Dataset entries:
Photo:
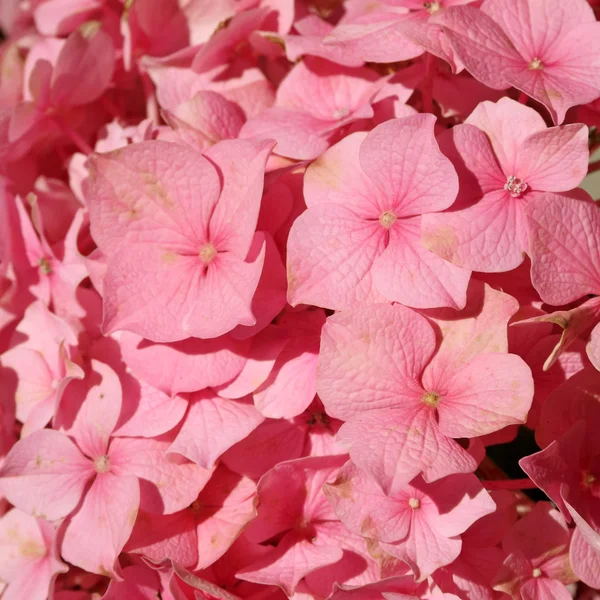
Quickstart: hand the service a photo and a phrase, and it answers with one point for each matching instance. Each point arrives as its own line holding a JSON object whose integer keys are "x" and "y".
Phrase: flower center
{"x": 515, "y": 186}
{"x": 102, "y": 464}
{"x": 431, "y": 399}
{"x": 536, "y": 64}
{"x": 387, "y": 219}
{"x": 207, "y": 253}
{"x": 432, "y": 7}
{"x": 45, "y": 266}
{"x": 414, "y": 503}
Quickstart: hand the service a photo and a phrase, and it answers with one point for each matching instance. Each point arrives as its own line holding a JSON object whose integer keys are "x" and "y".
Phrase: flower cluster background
{"x": 299, "y": 299}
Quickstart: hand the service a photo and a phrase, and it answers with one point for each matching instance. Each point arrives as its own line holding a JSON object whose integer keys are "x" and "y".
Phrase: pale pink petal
{"x": 58, "y": 17}
{"x": 84, "y": 69}
{"x": 409, "y": 273}
{"x": 554, "y": 160}
{"x": 481, "y": 327}
{"x": 27, "y": 560}
{"x": 507, "y": 124}
{"x": 337, "y": 177}
{"x": 109, "y": 511}
{"x": 299, "y": 135}
{"x": 45, "y": 475}
{"x": 190, "y": 301}
{"x": 491, "y": 392}
{"x": 403, "y": 159}
{"x": 365, "y": 509}
{"x": 263, "y": 353}
{"x": 483, "y": 47}
{"x": 213, "y": 425}
{"x": 331, "y": 251}
{"x": 26, "y": 377}
{"x": 425, "y": 550}
{"x": 147, "y": 412}
{"x": 241, "y": 165}
{"x": 292, "y": 384}
{"x": 488, "y": 236}
{"x": 542, "y": 22}
{"x": 372, "y": 358}
{"x": 167, "y": 483}
{"x": 185, "y": 366}
{"x": 394, "y": 446}
{"x": 565, "y": 258}
{"x": 376, "y": 38}
{"x": 99, "y": 412}
{"x": 211, "y": 117}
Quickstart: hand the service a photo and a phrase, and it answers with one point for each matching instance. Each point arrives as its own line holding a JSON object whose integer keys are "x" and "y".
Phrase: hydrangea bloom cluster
{"x": 288, "y": 289}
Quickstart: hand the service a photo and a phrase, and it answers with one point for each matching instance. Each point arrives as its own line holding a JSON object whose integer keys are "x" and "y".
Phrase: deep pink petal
{"x": 45, "y": 475}
{"x": 331, "y": 252}
{"x": 409, "y": 273}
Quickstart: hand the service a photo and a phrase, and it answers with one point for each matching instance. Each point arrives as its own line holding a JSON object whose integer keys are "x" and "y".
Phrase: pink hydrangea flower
{"x": 565, "y": 267}
{"x": 359, "y": 240}
{"x": 404, "y": 396}
{"x": 505, "y": 156}
{"x": 157, "y": 234}
{"x": 419, "y": 523}
{"x": 537, "y": 565}
{"x": 293, "y": 508}
{"x": 29, "y": 560}
{"x": 545, "y": 48}
{"x": 302, "y": 129}
{"x": 98, "y": 479}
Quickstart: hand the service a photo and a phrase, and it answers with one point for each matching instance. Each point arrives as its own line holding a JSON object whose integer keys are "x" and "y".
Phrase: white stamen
{"x": 515, "y": 186}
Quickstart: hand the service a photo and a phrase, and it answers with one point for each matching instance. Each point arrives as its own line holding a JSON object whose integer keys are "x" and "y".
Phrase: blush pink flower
{"x": 565, "y": 267}
{"x": 41, "y": 366}
{"x": 505, "y": 156}
{"x": 198, "y": 535}
{"x": 537, "y": 565}
{"x": 359, "y": 240}
{"x": 395, "y": 30}
{"x": 29, "y": 559}
{"x": 304, "y": 129}
{"x": 294, "y": 512}
{"x": 404, "y": 396}
{"x": 98, "y": 479}
{"x": 420, "y": 523}
{"x": 168, "y": 223}
{"x": 545, "y": 48}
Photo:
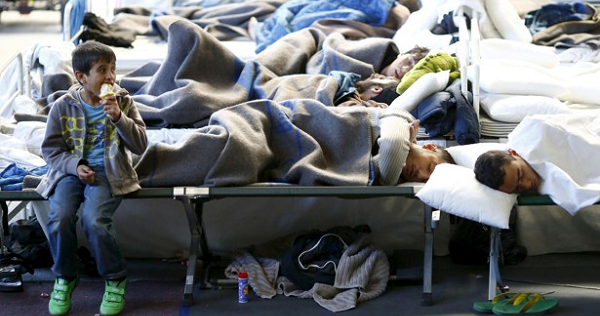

## PROBLEM TO WORK ON
Copy each entry exactly as written. Pictures do not belong in the copy.

## EXERCISE RESPONSE
Photo:
Quickstart: hand the service a photo and a phrase, and it answers with one point for each matching instance. Each point arrives as its own line holding a JSON object whose integer keys are "x" and "y".
Phrase: flower center
{"x": 515, "y": 186}
{"x": 102, "y": 464}
{"x": 431, "y": 399}
{"x": 536, "y": 64}
{"x": 387, "y": 219}
{"x": 207, "y": 253}
{"x": 432, "y": 7}
{"x": 45, "y": 266}
{"x": 414, "y": 503}
Quickstart: hand the service a photo and a phrase, and it answers with one point for each matching instance. Each point arrives as its own line holding a JSON object whose integer keys are "x" and "y".
Phrase: flower cluster background
{"x": 299, "y": 299}
Quickstart: hand the service a photo and a phrase, and it answers with one point for each matching instance. Each point arrives as its own line holding a JSON object whose integer keys are "x" and "y".
Phrase: pale pink petal
{"x": 58, "y": 17}
{"x": 84, "y": 69}
{"x": 409, "y": 273}
{"x": 554, "y": 160}
{"x": 481, "y": 327}
{"x": 27, "y": 560}
{"x": 507, "y": 124}
{"x": 337, "y": 177}
{"x": 109, "y": 511}
{"x": 299, "y": 135}
{"x": 45, "y": 475}
{"x": 190, "y": 301}
{"x": 491, "y": 392}
{"x": 403, "y": 159}
{"x": 365, "y": 509}
{"x": 263, "y": 353}
{"x": 483, "y": 47}
{"x": 213, "y": 425}
{"x": 331, "y": 251}
{"x": 26, "y": 377}
{"x": 425, "y": 550}
{"x": 147, "y": 412}
{"x": 241, "y": 165}
{"x": 292, "y": 384}
{"x": 488, "y": 236}
{"x": 542, "y": 22}
{"x": 372, "y": 358}
{"x": 167, "y": 483}
{"x": 185, "y": 366}
{"x": 394, "y": 446}
{"x": 565, "y": 258}
{"x": 376, "y": 38}
{"x": 99, "y": 412}
{"x": 211, "y": 117}
Quickstart: hand the service a photo and a phrase, and it answers with one point for each matching instance. Each point arrives as its own line holding a JSON object whose integer keys are "x" and "y".
Phrase: hydrangea bloom cluster
{"x": 288, "y": 289}
Quickstart: hand the service a photo and a phrase, and it answers with one point for each matching instance. Each point arrives as its own line holding a JSON object whose integer keys are "x" and "y".
Phrase: deep pink petal
{"x": 45, "y": 475}
{"x": 331, "y": 252}
{"x": 409, "y": 273}
Quickstart: hand the service a photo and a phrase, and it answers with one point for each matching instance. Each point arrives as its own line holding a JSON object whose integer keys are "x" and "y".
Phrase: pink hydrangea flower
{"x": 565, "y": 267}
{"x": 359, "y": 240}
{"x": 404, "y": 396}
{"x": 505, "y": 156}
{"x": 157, "y": 234}
{"x": 419, "y": 523}
{"x": 537, "y": 565}
{"x": 293, "y": 508}
{"x": 29, "y": 560}
{"x": 545, "y": 48}
{"x": 302, "y": 129}
{"x": 98, "y": 479}
Quickstart: hand the service a photo and a phrase, and it answers with one point for each matching instance. Each point arrives as its own line holding a JSON object whose integer keys are "x" and "y".
Phrase: white stamen
{"x": 515, "y": 186}
Quickstart: hand the service a photo and a phrase, and it answers with one point for each matching instance. Each point arrives as its own line holding a JSON object whose integer keys are "x" and "y".
Phrase: blush pink flower
{"x": 565, "y": 267}
{"x": 41, "y": 366}
{"x": 505, "y": 156}
{"x": 198, "y": 535}
{"x": 537, "y": 565}
{"x": 359, "y": 240}
{"x": 395, "y": 30}
{"x": 29, "y": 559}
{"x": 304, "y": 129}
{"x": 294, "y": 512}
{"x": 404, "y": 396}
{"x": 98, "y": 479}
{"x": 420, "y": 523}
{"x": 168, "y": 223}
{"x": 545, "y": 48}
Photo:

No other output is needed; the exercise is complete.